Nas contas do presidente da ANDAEP, Portugal apresenta uma
média de um psicólogo para 1700 alunos, contra uma média europeia de um
psicólogo para 1000 alunos. “E em termos de psicólogos, não estando
bem, até estamos muito melhor do que há uns anos. Agora, continuam a
faltar assistentes sociais, que são imprescindíveis no combate ao
insucesso escolar e na redução do abandono”, sublinha Filinto Lima.
Alunos sem expulsões
Define o EA, no seu artigo 35.º, que
todas as escolas ou agrupamentos podem constituir uma equipa
multidisciplinar destinada a acompanhar em permanência os alunos com
dificuldades de aprendizagem, risco de abandono escolar ou que se
encontrem à beira de ultrapassar os limites de faltas. Daquelas equipas
deveriam fazer parte docentes, psicólogos ou outros técnicos e serviços
especializados, médicos escolares ou que prestem apoio à escola e os
serviços de acção social escolar, entre outros.
Destes
profissionais dependeria também a promoção de sessões de capacitação
parental que as comissões de protecção ou os tribunais entendessem como
necessárias para os tais pais faltosos — os mesmos que, à luz deste
estatuto, teriam sido objecto das multas.
“Nunca me senti tentado a isso”, conta Filinto Lima. “Temos muita
gente na escola que luta com dificuldades, pais desempregados, e a
escola ia hostilizar ainda mais aqueles pais?! Aí a escola estaria a
fazer parte do vírus, em vez de ajudar à cura”, acrescenta.
Quanto aos alunos, e numa lógica de reforço da autoridade do professor
e das escolas que há muito vinha sendo reclamado, a lei n.º 51/2012
também reintroduziu a possibilidade de expulsão dos estudantes,
reforçada pela impossibilidade de estes regressarem à escola nos dois
anos escolares seguintes. Tal medida carece da luz verde do
director-geral da Educação e implica a maioridade do aluno.
Ao
PÚBLICO, o ME adiantou que não registou qualquer expulsão no decurso do
último ano lectivo. Transferências de escola, sim. Até ao início do 2.º
período, eram 57 os alunos que tinham sido forçados a mudar de escola
como resposta a mau comportamento. Mais leves, as suspensões de alunos
por um período superior a três dias iam em 74, no início do 3.º período,
segundo o Gabinete de Segurança do ME. Na prática, terão sido mais.
Porque só quando excedem os três dias úteis é que estas penas saem da
alçada dos directores para os serviços do ministério, ou seja, tudo o
que varie entre os quatro e os 12 dias de suspensão obriga à instauração
de um processo disciplinar.

**REGISTOS FORNECIDOS**
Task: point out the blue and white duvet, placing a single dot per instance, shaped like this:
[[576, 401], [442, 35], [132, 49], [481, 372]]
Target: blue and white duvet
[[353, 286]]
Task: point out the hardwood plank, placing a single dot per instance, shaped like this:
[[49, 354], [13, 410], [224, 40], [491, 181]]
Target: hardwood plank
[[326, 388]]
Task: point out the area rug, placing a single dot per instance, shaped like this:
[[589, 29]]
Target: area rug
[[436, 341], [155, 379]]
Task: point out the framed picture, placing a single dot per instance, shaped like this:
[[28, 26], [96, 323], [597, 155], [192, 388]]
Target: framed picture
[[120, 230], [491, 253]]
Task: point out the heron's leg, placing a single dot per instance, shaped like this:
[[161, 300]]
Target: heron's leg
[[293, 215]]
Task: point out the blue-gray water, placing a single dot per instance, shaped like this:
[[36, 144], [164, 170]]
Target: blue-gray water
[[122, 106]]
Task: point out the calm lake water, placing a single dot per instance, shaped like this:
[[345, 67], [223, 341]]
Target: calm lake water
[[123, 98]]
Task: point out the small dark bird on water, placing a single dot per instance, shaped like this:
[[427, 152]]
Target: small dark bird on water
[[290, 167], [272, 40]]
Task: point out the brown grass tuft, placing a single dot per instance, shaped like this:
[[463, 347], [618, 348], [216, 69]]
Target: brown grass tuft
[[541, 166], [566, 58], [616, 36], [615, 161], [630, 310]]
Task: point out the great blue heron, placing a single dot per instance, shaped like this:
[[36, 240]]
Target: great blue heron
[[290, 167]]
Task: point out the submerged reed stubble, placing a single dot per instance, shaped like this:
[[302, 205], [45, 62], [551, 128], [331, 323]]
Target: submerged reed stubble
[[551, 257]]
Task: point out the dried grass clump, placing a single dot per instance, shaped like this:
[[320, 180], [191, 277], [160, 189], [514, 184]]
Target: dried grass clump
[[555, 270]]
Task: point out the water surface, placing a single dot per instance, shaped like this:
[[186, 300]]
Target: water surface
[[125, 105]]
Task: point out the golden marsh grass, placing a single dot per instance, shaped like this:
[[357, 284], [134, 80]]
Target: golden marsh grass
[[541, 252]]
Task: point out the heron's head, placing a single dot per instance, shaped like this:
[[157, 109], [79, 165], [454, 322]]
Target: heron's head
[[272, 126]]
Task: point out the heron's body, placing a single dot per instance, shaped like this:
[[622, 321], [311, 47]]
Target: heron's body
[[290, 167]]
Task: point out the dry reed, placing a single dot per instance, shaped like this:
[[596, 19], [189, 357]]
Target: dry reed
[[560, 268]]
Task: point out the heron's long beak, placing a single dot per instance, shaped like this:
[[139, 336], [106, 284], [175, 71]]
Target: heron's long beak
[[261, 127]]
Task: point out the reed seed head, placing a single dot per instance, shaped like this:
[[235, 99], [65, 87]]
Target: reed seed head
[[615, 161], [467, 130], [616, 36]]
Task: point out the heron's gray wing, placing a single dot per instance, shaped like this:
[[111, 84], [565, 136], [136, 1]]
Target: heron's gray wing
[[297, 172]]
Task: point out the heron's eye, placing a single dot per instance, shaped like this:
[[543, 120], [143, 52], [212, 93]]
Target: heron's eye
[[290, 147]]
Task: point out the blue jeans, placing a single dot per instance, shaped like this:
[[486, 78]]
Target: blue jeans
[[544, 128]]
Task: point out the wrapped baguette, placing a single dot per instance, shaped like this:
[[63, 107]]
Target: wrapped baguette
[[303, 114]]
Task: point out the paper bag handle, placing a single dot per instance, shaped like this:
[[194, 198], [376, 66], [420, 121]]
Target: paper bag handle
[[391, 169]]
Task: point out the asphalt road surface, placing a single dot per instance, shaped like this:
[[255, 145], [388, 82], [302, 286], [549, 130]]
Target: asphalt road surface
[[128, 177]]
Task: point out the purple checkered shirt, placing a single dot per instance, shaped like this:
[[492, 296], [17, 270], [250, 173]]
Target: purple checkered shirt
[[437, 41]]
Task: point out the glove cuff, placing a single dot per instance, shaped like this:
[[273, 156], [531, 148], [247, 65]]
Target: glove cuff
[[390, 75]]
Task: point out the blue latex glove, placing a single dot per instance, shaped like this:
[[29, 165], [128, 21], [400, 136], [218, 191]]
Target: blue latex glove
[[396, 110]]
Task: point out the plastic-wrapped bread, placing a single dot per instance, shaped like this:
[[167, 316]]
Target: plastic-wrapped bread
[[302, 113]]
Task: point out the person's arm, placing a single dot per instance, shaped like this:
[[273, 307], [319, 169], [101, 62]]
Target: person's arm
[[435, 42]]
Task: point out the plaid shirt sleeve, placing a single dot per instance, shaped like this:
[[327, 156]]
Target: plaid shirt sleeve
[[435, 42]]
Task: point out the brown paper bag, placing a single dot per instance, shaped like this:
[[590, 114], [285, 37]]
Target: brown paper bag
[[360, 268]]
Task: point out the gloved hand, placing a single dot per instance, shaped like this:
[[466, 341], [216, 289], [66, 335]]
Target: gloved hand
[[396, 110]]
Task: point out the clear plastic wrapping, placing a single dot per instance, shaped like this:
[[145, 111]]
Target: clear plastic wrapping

**TAREFAS E EXERCÍCIOS**
(1) No texto sobre a disciplina escolar, quantos alunos tinham sido forçados a mudar de escola por mau comportamento até ao início do 2.º período?
(2) Prossiga o texto sobre a disciplina escolar a partir da última frase apresentada.

**RESPOSTAS POR TAREFA**
(1) Eram 57 alunos.

(2)
Escolas judicializadas
E aqui também são reclamadas mudanças.
“Instaurar um processo disciplinar a um aluno é um procedimento quase
do género dos tribunais, como se quisessem judicializar as escolas.
Claro que o contraditório tem de ser feito, mas as diligências são
muitas e os prazos demasiado longos. E as escolas não são tribunais, não
têm especialistas a instruir processos disciplinares, o que leva a que a
pena seja aplicada muitas semanas e a que o efeito disciplinar da
medida se esvaia entretanto”, critica Filinto Lima, reivindicando assim
procedimentos “mais simples e mais céleres, logo mais eficazes”.
Os problemas não se esgotam aqui.
Ao abrigo do EA, os pais devem ser chamados à escola logo que o aluno
atinja metade dos limites de faltas. E, na impossibilidade de isto
acontecer, compete às escolas notificar a comissão de protecção de
crianças e jovens (CPCJ) da área de residência ou, na falta desta, o
Ministério Público, “de forma a procurar encontrar, com a colaboração da
escola e, sempre que possível, com a autorização e co-responsabilização
dos pais ou encarregados de educação, uma solução adequada ao processo
formativo do aluno e à sua inserção social e socioprofissional”. Faz
sentido, em teoria. “O que sucede é que normalmente as CPCJ têm muito
trabalho e poucas pessoas. E os processos arrastam-se, sem que os
serviços consigam dar resposta às participações ou queixas que as
escolas lhes fazem chegar”, diz o presidente da ANDAEP.